## Exercise description
Copy out the records below word for word, leaving out the pictures.

## Dataset records on object locations
★ ★ ★ ★ ★
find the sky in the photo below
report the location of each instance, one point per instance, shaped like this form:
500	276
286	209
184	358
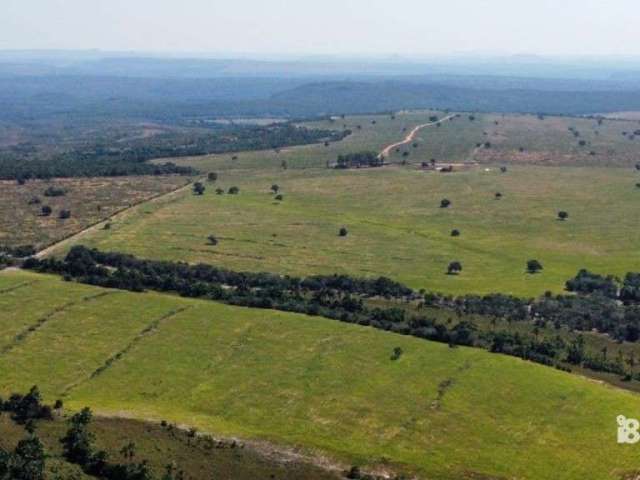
★ ★ ★ ★ ★
## The answer
find the sky in the photo below
report the location of each instance, one point per instance, shaped like this form:
500	276
286	209
184	358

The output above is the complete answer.